PROBLEM DESCRIPTION:
Copy every record verbatim. Leave the pictures out.

—————

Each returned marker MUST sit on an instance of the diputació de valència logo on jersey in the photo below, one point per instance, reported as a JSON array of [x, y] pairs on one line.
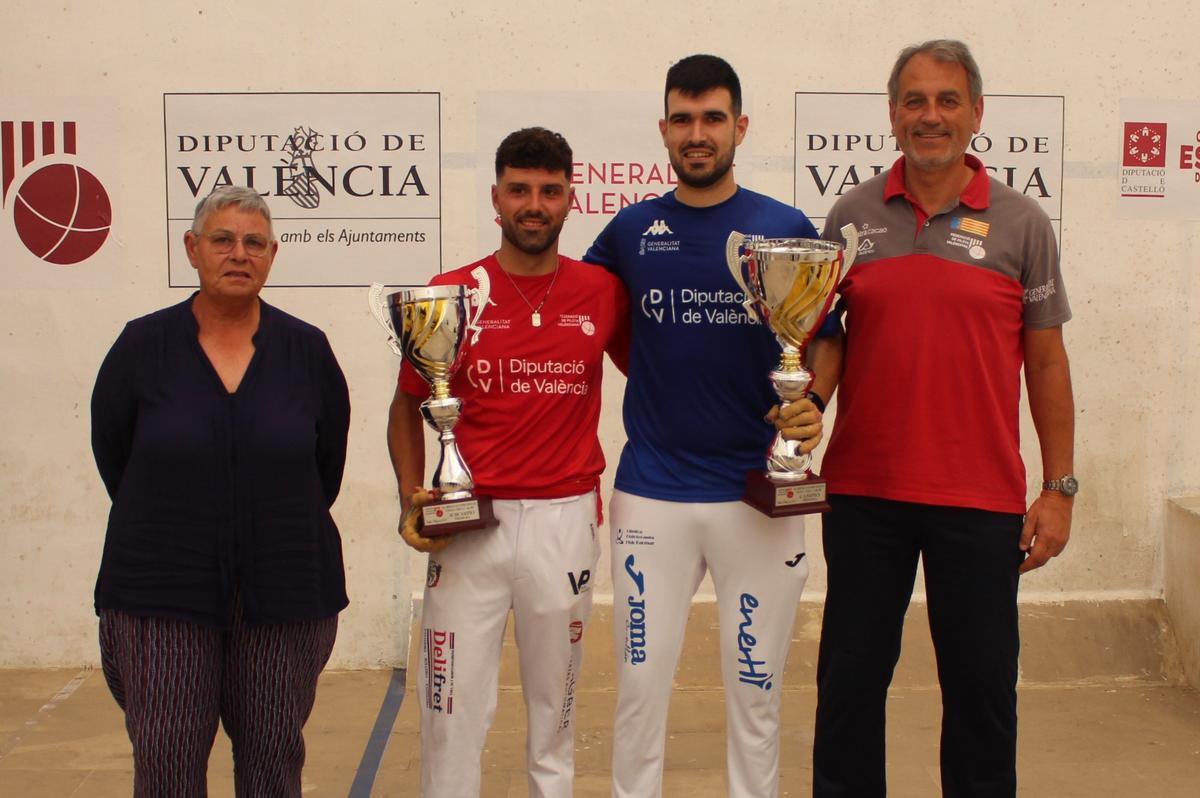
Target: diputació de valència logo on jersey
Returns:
[[353, 179], [59, 208]]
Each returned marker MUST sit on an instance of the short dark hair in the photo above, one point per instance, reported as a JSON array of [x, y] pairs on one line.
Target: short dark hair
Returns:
[[696, 75], [534, 148], [945, 51]]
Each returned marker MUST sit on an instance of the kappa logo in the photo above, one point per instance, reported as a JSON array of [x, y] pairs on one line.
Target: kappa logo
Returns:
[[659, 227]]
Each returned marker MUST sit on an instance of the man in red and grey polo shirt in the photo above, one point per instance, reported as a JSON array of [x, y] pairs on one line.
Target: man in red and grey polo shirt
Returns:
[[955, 287]]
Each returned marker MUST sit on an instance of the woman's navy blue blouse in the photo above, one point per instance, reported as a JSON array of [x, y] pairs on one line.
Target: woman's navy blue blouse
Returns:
[[215, 492]]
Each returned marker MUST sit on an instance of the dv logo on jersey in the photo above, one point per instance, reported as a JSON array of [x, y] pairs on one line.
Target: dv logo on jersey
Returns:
[[582, 582]]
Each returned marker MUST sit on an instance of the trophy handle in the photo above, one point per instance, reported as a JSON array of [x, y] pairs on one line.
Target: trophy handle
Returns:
[[479, 298], [851, 234], [379, 311], [733, 259]]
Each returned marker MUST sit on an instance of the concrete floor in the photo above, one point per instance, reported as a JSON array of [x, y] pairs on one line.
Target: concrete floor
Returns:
[[1102, 713]]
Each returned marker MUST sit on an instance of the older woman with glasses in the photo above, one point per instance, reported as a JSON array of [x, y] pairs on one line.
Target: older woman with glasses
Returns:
[[220, 429]]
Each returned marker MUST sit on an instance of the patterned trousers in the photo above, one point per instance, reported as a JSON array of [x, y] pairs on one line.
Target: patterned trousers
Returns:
[[175, 679]]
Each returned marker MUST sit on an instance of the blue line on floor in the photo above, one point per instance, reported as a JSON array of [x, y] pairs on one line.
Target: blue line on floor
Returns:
[[369, 766]]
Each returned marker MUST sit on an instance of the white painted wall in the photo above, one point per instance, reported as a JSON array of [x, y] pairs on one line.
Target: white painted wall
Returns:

—————

RESPONSE TO THIS TASK:
Each returned marker MUST sit on an instance of the diputació de valència logo on jersey in the photo below, one point per instance, reported as a JSON array of [x, y] pairs on one line.
Target: diputació de valència logo on jersey
Returns:
[[353, 179], [59, 208]]
Each returned marker MUST sit on an instance of the short dark hair in the photo above, one point per instance, reported as a JSON array of [x, y] pairs on one line.
Target: short dark hair
Returns:
[[696, 75], [534, 148], [945, 51]]
Each returned marker MUST sit on an instance of the kappa logo in the photo above, one point per instance, reported as a JSON array of [x, y] pairs on one line.
Target: kappa logo
Returns:
[[659, 227]]
Each returned marker MUST sit on an instance of the man in red and grey polo shirt in the photo above, one point per instance, reported as a JSON array of [x, y] pairs on one line.
Target: man in red and grey polo shirt
Returns:
[[955, 287]]
Each returned marker MUST sit on an instance of the woman's navy blue blouse in the photo above, one point per instance, reported as a JSON array of [x, y] pairs on one line.
Target: woman's navy blue blouse
Returns:
[[215, 492]]
Each returned marker MUST sit on an instance of the dv logo on jersey in the photo above, one point per instance, reported as a JSON array of [x, y] pairs on one line.
Target: dv logo on jersey
Returns:
[[582, 582]]
Each returned marker MUST sit on an instance of the trophy handle in the photo above, one point per instance, reported as a JSON array of [x, y] pairs on one line.
Target: trophy handle
Returns:
[[479, 298], [851, 234], [379, 311], [733, 259]]
Each returned marker MUST sit on an instance of the concrete floor in the photo above, one point per instance, reported as a JSON array of [x, y] pairs on one line.
Target: concrete floor
Returns:
[[1102, 713]]
Each returned marker MUST sit on an instance of the older woman with glasses in the photo above, one point per instance, reported as a JSON array of [x, y] pairs on one line.
Target: older woman with glasses
Returns:
[[220, 429]]
Each returned marker MUST sit on an instance of the patterned trousers in the photo above, one point per instance, reported as a JSON array of [x, y] pairs on one line.
Target: patterned trousers
Returns:
[[175, 679]]
Each returned marker MUST sit on an instance of the blue line on floor in the photo above, one point per instance, reported as a JSON array of [x, y] pairs on one line.
Target: blue line on floor
Returns:
[[369, 766]]
Each returned marker MUST sit on an instance of the white painted wall in the photo above, one point per instance, reported as a JSON array of [x, y] pairs on one line.
Target: white painted wall
Returns:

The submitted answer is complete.